┌──

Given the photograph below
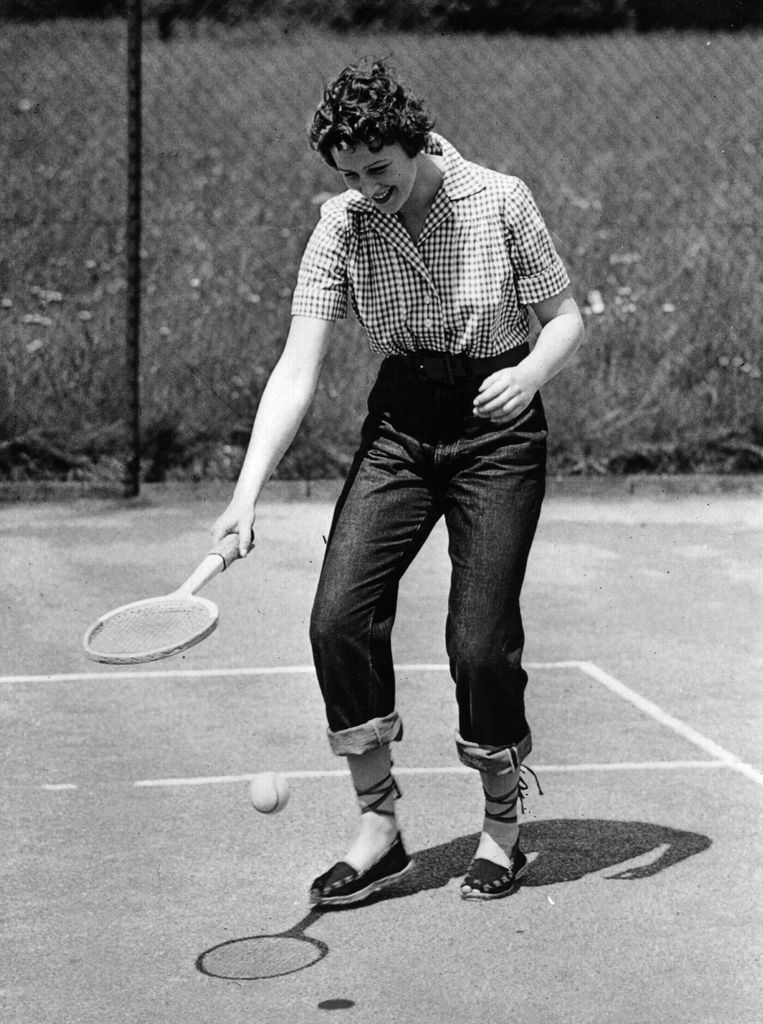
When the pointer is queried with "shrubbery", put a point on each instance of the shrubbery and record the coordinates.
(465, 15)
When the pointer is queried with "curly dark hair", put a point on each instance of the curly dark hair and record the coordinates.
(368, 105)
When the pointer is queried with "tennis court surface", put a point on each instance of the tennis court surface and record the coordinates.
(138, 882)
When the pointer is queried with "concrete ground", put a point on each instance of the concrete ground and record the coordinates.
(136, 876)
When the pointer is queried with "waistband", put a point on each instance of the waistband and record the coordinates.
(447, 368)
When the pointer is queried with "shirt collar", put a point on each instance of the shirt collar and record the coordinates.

└──

About this exercise:
Set down all records verbatim, omitting images.

Worked solution:
Given the photograph below
When the pointer is queried with "shrubbery", put a point on each instance of the shrubbery and record the coordinates.
(465, 15)
When the pointer is queried with "curly dark hair", put a point on each instance of the curly dark hair and record the coordinates.
(368, 105)
When the pointer is queried with "tennis court surface", put a point on each instance of the tennis court surface and record the coordinates.
(138, 882)
When the pointer is queried with "concrete ground", put a point on each instance of the concrete ground and record the coordinates.
(136, 876)
When the pointer is queried with "waistband", put a point on each instance of the waistband and record the coordinates.
(447, 368)
When the pointer is queried with "shirt collar", put a point on each instance of the shirt collar and record the coordinates.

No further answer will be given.